**SET TASK**
Repeat every record below exactly as written.

**TASK INPUT**
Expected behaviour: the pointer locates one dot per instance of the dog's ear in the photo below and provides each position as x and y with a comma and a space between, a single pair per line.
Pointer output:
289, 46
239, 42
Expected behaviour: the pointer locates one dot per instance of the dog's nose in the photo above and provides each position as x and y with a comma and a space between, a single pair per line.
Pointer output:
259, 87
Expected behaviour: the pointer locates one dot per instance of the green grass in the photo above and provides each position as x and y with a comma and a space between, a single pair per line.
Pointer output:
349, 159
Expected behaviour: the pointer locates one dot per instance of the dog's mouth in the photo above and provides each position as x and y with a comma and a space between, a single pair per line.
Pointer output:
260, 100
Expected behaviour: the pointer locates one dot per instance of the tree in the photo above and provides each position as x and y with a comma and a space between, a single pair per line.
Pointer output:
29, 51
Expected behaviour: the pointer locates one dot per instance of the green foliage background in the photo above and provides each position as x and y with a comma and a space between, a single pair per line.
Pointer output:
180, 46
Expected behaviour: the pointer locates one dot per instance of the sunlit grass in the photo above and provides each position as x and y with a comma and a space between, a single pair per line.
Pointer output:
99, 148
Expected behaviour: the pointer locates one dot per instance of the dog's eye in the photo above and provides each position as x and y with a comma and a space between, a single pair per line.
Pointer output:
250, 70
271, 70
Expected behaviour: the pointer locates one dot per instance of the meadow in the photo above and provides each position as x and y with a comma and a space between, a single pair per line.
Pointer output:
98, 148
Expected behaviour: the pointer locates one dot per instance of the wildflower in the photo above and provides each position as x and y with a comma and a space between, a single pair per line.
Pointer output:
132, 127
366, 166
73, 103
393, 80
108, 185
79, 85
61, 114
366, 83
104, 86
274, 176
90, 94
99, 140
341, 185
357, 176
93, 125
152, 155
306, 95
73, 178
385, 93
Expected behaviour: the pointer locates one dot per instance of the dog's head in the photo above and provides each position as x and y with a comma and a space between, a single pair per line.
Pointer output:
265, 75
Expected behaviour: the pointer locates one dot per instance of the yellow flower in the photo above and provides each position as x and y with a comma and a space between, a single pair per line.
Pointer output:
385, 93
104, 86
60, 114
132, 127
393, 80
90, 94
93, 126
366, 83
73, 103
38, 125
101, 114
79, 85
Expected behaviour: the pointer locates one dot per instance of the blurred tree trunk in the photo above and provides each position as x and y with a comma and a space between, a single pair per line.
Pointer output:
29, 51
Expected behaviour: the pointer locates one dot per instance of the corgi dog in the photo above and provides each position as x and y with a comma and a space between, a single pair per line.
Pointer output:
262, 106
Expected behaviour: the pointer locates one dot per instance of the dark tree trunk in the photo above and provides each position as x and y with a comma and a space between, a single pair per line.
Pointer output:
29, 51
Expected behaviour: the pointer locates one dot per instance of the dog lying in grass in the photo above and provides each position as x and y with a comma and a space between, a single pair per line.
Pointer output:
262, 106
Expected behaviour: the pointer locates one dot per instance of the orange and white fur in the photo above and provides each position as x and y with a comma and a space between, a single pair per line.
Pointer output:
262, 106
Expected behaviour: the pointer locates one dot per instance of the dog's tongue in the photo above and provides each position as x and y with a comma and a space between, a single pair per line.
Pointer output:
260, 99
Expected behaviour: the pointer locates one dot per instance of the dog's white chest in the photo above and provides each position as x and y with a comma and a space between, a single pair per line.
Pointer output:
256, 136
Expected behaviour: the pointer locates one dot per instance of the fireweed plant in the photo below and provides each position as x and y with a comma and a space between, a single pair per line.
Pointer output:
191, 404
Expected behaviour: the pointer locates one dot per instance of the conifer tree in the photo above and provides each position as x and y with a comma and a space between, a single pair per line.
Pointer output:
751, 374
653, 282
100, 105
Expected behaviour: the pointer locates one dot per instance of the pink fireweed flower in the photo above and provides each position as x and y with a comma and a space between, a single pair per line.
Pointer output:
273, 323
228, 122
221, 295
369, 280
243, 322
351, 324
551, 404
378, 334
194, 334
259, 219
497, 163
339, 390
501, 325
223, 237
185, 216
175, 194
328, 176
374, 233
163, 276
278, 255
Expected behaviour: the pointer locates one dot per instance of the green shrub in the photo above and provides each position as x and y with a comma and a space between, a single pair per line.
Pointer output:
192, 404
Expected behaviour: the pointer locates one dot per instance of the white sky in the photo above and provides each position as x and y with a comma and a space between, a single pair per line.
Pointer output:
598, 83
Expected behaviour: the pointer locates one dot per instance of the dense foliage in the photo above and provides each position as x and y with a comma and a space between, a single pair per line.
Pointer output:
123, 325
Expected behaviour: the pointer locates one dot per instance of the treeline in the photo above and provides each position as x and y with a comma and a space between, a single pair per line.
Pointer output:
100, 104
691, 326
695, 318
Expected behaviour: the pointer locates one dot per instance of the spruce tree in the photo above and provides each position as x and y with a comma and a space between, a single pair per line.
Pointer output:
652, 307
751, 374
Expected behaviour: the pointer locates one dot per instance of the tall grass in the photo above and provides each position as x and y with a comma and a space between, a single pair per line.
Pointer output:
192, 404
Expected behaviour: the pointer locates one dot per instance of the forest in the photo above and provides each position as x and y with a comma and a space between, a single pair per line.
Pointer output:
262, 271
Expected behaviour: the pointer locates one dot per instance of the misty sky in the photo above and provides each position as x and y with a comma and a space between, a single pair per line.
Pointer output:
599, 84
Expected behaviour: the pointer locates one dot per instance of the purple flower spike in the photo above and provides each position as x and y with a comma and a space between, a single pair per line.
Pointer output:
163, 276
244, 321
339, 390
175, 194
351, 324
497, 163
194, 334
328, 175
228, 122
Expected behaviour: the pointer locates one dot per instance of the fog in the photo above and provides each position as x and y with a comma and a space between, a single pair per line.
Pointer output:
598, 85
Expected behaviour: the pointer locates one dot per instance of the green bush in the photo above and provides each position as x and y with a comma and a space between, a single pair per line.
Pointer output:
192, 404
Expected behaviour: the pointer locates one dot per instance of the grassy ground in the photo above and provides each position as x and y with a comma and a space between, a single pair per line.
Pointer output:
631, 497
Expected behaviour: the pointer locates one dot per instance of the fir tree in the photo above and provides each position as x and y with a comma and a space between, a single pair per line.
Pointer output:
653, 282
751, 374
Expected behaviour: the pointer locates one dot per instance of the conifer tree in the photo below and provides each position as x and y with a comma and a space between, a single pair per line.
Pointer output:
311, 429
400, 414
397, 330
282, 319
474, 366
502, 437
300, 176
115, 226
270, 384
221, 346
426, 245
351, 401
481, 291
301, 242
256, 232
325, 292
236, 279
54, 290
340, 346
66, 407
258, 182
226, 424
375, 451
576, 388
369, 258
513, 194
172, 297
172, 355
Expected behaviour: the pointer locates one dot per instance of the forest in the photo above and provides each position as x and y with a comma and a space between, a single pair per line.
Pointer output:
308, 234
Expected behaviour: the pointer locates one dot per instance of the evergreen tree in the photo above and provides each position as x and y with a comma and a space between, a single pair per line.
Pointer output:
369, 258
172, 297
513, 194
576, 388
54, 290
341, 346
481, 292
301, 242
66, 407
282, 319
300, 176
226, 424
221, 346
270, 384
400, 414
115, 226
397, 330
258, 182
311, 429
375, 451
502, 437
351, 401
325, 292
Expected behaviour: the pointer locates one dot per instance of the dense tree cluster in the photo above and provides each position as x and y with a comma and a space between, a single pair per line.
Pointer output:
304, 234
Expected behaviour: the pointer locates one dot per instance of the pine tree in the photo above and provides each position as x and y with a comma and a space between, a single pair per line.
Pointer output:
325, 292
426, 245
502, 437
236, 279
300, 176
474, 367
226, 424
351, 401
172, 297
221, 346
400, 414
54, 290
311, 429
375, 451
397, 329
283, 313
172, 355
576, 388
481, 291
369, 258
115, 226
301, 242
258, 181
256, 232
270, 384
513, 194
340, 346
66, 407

**WRITTEN REPLY**
Expected behaviour: the pointer locates one dot per instance of the dog's ear in the photo below and provides each position as x and y with a comma and a space between, a single pair per line.
Pointer output:
289, 46
239, 42
Expected behaviour: the pointer locates one dot per instance of the dog's nose in the photo above and provides each position as x and y with a comma and a space between, a single pair per line.
Pointer output:
259, 87
Expected behaviour: the pointer locates one dot per instance of the green grass in the photo above and provides each position as x and y with a comma and a space between, a single pair per line.
Pointer output:
349, 159
Expected behaviour: the pointer locates one dot per instance of the dog's mouth in the photo above and provides each position as x and y with a comma and a space between, a single pair per line.
Pointer output:
260, 100
Expected behaviour: the pointer locates one dot per instance of the tree in the photo above and provides each position as x and y with a comma and a space between, a single pair per line.
Pointer output:
29, 51
Expected behaviour: the pointer locates one dot per instance of the green foliage background in the photo above and provides each position as x and y with a comma and a space between, a single pair per line.
Pointer output:
180, 46
Expected behaviour: the pointer locates one dot per instance of the sunlit grass in the photo above and provides each position as x and y with a comma and a space between, a single pair per line.
Pointer output:
99, 148
Expected behaviour: the pointer locates one dot per instance of the dog's eye in the photo above and provides each position as x and y with a comma and a space between, a single pair per line.
Pointer output:
250, 70
271, 70
Expected behaviour: the pointer locates one dot per instance of the meadow in the photo above and provides each position as x and y with a comma and a space between, a single pair per line.
Pointer output:
98, 148
Expected behaviour: the pointer locates one dot per instance of the wildflower in the photo above and provides each position as x and y with a comma and a space between, a single pair per line.
Pointer output:
132, 127
366, 166
73, 103
393, 80
108, 185
79, 85
61, 114
366, 83
104, 86
274, 176
90, 94
99, 140
341, 185
357, 176
93, 125
152, 155
306, 95
73, 178
385, 93
Expected behaviour: the pointer locates one dot per instance of the dog's head in the photo above and provides each position as x and y with a comma and a space between, a single pair per line.
Pointer output:
265, 75
Expected behaviour: the pointer locates one dot per instance of the yellow flower in the photo above and provides each position as x and y with a comma and a space between, a single pair per line.
Pointer output:
385, 93
104, 86
60, 114
132, 127
393, 80
90, 94
93, 126
366, 83
73, 103
38, 125
101, 114
79, 85
Expected behaviour: the pointer locates one dot per instance of the blurred tree trunk in the photo above and provides each position as x and y with a comma and a space between, a single pair per line.
Pointer output:
29, 51
Expected behaviour: the pointer locates one dot per instance of the corgi dog in the photo above and provides each position as x and y with a comma and a space between, a single pair per line.
Pointer output:
262, 106
Expected behaviour: the pointer locates one dot per instance of the dark tree trunk in the photo above and provides each position as x and y with a comma and a space between, a single pair per line.
Pointer output:
29, 51
Expected behaviour: the pointer locates one dot per instance of the dog lying in grass in the photo above and provides each position as x and y with a comma and a space between, a single pair per line.
Pointer output:
262, 106
Expected behaviour: the pointer locates one dot per instance of the orange and white fur in the photo above and provides each position as x and y with a comma and a space between, a single pair per line.
Pointer output:
262, 106
Expected behaviour: the pointer locates one dot per instance of the dog's tongue in the photo above and provides each position as x and y with a comma and a space between, a single pair per line.
Pointer output:
260, 99
Expected behaviour: the pointer locates one dot per instance of the dog's white chest in the photo above and provides each position as x and y with a comma and a space between, a single pair per line.
Pointer output:
256, 136
Expected behaviour: the pointer locates one dot per instance of the fireweed plant in the photo below and provides each position as x and y with a comma and a space between, a single pair per line.
Pointer output:
191, 404
Expected behaviour: the pointer locates one dot per instance of the conifer tree in the photo above and provides each position as x and y with a comma and a space between, a single pair per line.
Pointer output:
751, 374
653, 282
100, 105
Expected behaviour: the pointer locates one dot per instance of the pink fireweed flower in the photo above and provides each position as x and y with a comma and a space between, a single pair per line.
Pointer output:
273, 323
228, 122
221, 295
369, 280
243, 322
351, 324
551, 404
378, 334
194, 334
259, 219
497, 163
339, 390
501, 325
223, 237
185, 216
175, 194
328, 176
374, 233
163, 276
278, 255
Expected behaviour: the pointer locates one dot per instance of the green shrub in the photo above and provides each position as x and y with a comma and a space between, a single pair per line.
Pointer output:
192, 404
Expected behaviour: the pointer locates one dot per instance of the white sky in the photo above and provides each position as x and y with a comma and a space between, a single pair per line.
Pointer output:
598, 83
Expected behaviour: the pointer locates one dot per instance of the dense foliage in the photo above and provides each position as x and y with a comma and a space between, a single pair per line.
Pointer output:
123, 325
Expected behaviour: the pointer locates one dot per instance of the treeline in the photo above and provides each position as x and y with a comma and a space between, a single pair per line.
Pointer output:
100, 104
691, 326
695, 318
Expected behaviour: the pointer locates one dot per instance of the spruce tree in the photo above and provides each position as x and y with a comma and a space between, a single pair per line.
Pointer output:
652, 307
751, 374
Expected behaviour: the pointer locates one dot per instance of the tall grass in the photo above and provides each position as x and y with a comma and a space between, a single pair per line.
Pointer output:
192, 404
Expected behaviour: the pointer locates one dot per instance of the forest in the photo above and provides each position as x and y with a comma and a space between, a single pair per line.
Pointer output:
262, 271
Expected behaviour: the pointer locates one dot per instance of the misty sky in the photo above and provides each position as x and y with a comma and a space between, a single pair per line.
Pointer output:
599, 84
Expected behaviour: the pointer locates one dot per instance of the purple flower spike in the photo above and provides each position as x and y with a comma and a space between, a single pair per line.
Pointer output:
163, 276
244, 321
339, 390
175, 194
351, 324
497, 163
194, 334
328, 175
228, 122
Expected behaviour: the pointer locates one dot per instance of the fog in the photo above and provides each position as x and y with a comma and a space between, a single pair per line.
Pointer output:
598, 85
Expected behaviour: the pointer locates one dot per instance of the green bush in the photo above and provides each position as x and y with a comma and a space between, a single pair per line.
Pointer output:
192, 404
Expected behaviour: the pointer locates one dot per instance of the grassy ground in the photo above and provides each position as x and y with a comma and a space between, a single pair per line.
Pointer output:
631, 497
Expected behaviour: the pointer locates one dot per instance of the fir tree in the photo above and provides each position as x and y with a comma and a space between, a single pair per line.
Pointer output:
653, 282
751, 374
Expected behaviour: the pointer locates one dot per instance of the conifer tree in the photo below and provides each position as x and y with a comma and a space between, a single pair per line.
Pointer output:
311, 429
400, 414
397, 330
282, 319
474, 366
502, 437
300, 176
115, 226
270, 384
221, 346
426, 245
351, 401
481, 291
301, 242
256, 232
325, 292
236, 279
54, 290
340, 346
66, 407
258, 182
226, 424
375, 451
576, 388
369, 258
513, 194
172, 297
172, 355
Expected behaviour: the pointer locates one dot per instance of the forest in the photo above and provides each position as x and y with a comma and a space between, a single pair per line.
Pointer output:
308, 234
Expected behaviour: the pointer locates one dot per instance of the evergreen tree in the photo above and provides each position as x and y with a comma and a space between, a single pair per line.
Pointer output:
369, 258
172, 297
513, 194
576, 388
54, 290
341, 346
481, 292
301, 242
66, 407
282, 319
300, 176
226, 424
221, 346
270, 384
400, 414
115, 226
397, 330
258, 182
311, 429
375, 451
502, 437
351, 401
325, 292
Expected behaviour: the pointer locates one dot per instance of the dense tree cluster in the photo above and provides each position as x and y with a comma and a space between, a single pair per line.
Pointer output:
304, 234
Expected behaviour: the pointer locates one dot per instance of the pine tree in the photo above and provides each position as x and y with a comma and a space between, a single pair per line.
Pointer output:
325, 292
426, 245
502, 437
236, 279
300, 176
474, 367
226, 424
351, 401
172, 297
221, 346
400, 414
54, 290
311, 429
375, 451
397, 329
283, 313
172, 355
576, 388
481, 291
369, 258
115, 226
301, 242
258, 181
256, 232
270, 384
513, 194
340, 346
66, 407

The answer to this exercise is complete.